**Problem description:** Nothing but the lines holding the string "blurred" should appear in the answer. Copy them from the entries.
□ □ □
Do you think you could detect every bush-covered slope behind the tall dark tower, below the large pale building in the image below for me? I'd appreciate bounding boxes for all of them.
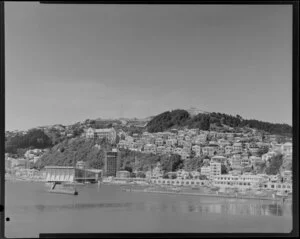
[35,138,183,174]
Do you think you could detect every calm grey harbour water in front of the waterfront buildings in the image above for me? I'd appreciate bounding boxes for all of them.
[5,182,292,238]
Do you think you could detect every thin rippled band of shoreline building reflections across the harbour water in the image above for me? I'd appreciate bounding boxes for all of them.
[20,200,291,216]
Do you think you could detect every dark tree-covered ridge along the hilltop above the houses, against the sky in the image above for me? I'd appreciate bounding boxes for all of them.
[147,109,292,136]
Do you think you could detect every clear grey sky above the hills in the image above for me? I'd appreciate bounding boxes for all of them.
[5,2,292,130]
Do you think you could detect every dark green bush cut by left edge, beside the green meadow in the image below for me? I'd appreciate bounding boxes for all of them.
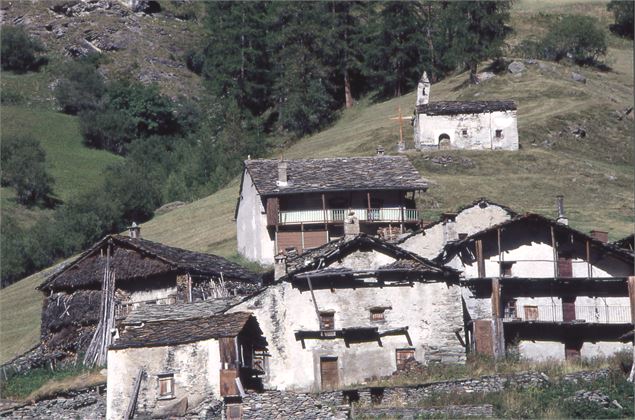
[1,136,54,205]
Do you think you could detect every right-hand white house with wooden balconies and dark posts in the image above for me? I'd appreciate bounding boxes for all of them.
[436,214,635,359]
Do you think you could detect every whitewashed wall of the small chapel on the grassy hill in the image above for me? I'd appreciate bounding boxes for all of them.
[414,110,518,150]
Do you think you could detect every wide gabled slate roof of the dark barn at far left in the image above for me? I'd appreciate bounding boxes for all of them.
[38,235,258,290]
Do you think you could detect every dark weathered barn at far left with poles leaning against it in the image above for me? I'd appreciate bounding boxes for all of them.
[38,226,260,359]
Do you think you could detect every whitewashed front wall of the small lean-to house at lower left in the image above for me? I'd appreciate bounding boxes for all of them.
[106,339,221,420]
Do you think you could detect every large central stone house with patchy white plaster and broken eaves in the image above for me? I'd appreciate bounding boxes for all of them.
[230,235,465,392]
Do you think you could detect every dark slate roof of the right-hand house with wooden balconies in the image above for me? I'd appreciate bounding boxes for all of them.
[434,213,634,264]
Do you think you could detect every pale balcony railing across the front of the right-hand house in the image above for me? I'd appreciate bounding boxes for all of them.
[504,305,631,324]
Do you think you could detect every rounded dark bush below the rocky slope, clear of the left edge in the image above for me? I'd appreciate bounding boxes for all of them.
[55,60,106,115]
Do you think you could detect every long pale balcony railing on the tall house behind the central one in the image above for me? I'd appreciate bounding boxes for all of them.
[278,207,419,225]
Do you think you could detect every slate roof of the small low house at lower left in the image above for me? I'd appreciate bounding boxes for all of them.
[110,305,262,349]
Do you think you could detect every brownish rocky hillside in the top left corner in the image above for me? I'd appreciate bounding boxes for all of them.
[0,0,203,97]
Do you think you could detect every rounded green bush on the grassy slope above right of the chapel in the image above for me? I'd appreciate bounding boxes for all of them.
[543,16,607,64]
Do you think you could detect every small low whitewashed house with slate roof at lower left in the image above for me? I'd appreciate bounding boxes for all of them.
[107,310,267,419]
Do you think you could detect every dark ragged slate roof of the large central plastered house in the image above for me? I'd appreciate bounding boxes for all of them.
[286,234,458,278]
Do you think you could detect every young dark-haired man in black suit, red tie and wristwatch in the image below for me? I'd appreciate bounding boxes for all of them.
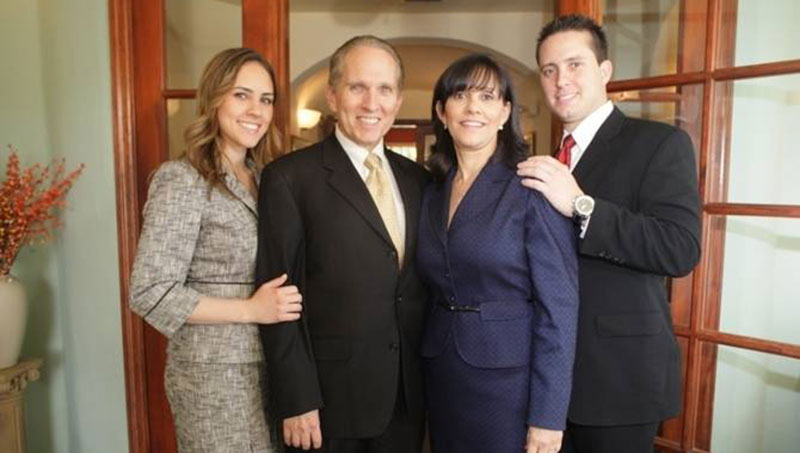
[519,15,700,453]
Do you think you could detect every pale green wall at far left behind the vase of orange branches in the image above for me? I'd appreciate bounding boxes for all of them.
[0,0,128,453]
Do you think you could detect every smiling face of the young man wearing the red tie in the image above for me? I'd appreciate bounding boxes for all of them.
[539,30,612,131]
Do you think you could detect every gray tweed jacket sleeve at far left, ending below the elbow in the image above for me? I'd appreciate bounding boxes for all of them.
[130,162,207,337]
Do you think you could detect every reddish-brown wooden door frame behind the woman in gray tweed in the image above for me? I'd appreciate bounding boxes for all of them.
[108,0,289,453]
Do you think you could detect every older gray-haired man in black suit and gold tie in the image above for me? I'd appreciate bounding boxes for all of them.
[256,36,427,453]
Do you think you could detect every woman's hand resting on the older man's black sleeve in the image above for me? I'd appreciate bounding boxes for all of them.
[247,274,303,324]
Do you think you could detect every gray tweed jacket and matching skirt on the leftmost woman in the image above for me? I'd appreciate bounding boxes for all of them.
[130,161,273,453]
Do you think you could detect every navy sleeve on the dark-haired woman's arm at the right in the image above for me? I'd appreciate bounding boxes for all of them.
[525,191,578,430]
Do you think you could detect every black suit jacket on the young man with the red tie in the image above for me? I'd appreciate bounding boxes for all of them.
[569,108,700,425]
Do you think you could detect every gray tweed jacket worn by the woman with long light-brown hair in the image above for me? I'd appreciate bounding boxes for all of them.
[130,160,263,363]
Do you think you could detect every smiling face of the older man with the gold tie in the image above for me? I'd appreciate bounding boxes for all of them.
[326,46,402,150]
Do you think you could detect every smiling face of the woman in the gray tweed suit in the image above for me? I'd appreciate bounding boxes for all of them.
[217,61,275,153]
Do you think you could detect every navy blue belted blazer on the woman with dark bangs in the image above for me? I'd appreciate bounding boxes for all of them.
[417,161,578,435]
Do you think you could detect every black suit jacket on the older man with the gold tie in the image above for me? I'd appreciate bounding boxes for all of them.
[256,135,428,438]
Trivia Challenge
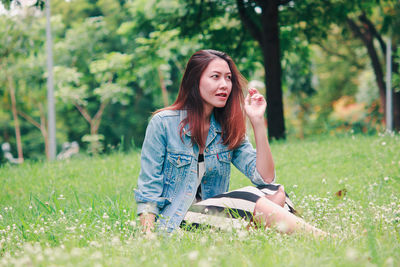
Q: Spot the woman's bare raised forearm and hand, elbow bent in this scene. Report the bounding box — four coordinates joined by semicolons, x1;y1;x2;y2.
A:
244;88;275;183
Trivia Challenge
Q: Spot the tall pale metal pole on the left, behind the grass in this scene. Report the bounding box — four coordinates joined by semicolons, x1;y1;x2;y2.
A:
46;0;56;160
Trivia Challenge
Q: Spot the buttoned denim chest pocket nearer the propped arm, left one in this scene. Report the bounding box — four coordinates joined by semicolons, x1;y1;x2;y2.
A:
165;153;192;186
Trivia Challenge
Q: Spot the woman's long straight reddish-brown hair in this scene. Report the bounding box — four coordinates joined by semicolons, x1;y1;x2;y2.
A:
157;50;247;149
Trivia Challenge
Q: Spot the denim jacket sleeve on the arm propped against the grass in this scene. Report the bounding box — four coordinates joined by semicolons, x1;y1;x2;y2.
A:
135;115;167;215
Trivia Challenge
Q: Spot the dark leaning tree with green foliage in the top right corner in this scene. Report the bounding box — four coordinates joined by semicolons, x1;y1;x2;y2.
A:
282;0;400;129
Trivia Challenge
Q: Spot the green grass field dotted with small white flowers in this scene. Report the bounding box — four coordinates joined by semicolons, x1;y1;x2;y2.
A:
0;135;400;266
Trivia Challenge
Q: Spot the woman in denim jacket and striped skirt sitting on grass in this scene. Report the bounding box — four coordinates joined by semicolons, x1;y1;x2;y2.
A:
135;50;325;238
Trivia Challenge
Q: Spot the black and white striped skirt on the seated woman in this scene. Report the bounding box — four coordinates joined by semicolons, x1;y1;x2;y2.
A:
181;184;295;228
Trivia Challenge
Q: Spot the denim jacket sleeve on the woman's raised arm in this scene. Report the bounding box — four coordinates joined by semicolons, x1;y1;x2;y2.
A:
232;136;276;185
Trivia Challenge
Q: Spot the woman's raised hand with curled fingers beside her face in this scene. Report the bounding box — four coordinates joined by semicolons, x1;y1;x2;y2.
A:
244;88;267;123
□ □ □
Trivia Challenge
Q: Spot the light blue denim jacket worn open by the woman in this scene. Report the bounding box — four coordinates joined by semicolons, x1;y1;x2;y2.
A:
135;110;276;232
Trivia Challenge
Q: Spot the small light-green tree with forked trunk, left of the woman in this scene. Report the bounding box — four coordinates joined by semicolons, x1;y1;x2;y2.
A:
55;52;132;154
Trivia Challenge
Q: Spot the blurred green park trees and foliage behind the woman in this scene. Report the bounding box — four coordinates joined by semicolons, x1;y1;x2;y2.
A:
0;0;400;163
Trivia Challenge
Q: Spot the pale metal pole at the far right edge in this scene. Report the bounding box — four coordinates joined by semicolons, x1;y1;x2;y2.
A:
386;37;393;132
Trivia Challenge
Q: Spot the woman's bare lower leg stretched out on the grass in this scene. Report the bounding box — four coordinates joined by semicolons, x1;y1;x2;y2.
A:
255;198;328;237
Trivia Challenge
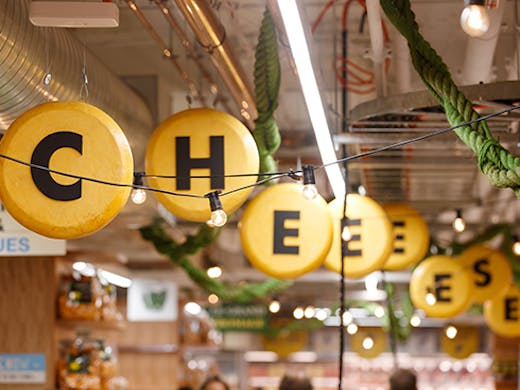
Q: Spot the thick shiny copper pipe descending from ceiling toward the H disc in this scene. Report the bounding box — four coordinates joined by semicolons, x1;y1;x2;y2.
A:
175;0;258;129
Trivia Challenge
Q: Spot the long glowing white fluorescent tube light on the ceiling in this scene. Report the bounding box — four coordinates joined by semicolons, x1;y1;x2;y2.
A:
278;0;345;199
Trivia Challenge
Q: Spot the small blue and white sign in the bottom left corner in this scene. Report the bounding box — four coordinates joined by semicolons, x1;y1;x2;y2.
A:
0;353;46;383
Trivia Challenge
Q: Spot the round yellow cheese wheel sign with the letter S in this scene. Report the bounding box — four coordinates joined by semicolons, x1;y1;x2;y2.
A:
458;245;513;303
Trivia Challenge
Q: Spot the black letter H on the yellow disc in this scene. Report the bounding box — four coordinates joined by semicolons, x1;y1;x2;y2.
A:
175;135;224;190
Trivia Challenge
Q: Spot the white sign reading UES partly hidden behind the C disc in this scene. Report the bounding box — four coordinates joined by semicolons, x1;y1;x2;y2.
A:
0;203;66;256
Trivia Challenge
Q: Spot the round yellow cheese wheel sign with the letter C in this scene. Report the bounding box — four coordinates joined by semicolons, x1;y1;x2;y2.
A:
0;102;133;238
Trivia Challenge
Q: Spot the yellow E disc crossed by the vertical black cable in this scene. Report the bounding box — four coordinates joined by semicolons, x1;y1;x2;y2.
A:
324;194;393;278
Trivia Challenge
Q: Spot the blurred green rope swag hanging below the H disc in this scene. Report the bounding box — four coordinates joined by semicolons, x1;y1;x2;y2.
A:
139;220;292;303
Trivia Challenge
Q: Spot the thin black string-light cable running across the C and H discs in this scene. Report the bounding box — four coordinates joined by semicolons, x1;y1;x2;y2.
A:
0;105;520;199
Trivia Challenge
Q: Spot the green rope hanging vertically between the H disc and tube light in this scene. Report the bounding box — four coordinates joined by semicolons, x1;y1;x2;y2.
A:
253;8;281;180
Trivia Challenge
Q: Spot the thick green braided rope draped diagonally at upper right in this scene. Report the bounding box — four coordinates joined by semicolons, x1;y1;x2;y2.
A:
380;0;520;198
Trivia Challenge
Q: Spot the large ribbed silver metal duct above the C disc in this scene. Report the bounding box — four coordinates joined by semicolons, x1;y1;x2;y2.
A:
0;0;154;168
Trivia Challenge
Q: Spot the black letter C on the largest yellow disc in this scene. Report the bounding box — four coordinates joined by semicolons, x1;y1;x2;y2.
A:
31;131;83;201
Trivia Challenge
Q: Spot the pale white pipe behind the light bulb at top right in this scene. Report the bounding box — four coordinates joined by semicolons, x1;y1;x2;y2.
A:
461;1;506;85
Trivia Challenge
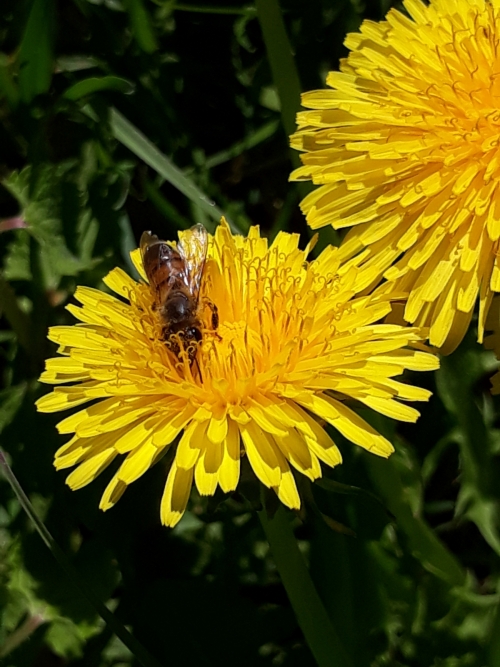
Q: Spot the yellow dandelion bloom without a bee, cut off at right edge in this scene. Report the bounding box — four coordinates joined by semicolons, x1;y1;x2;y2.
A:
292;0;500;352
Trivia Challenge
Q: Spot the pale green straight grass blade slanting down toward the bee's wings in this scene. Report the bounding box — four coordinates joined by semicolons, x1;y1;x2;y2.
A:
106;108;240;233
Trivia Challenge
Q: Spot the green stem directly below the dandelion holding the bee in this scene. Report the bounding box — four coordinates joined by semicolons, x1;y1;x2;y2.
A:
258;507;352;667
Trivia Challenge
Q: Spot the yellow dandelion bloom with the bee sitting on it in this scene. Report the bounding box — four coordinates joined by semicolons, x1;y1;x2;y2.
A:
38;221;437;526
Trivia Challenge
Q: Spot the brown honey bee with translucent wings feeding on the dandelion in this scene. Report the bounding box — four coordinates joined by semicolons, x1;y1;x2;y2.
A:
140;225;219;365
□ □ □
**Output for this task:**
Q: Spot the blurred green park trees and foliage behind the woman in this scene. Report the bounding box — four coordinates joined by semicolons, x1;y1;x2;y2.
Q: Spot the blurred green rope swag hanging below the H disc in this scene. Report the bounding box — four coordinates joined by semicolons, x1;y1;x2;y2.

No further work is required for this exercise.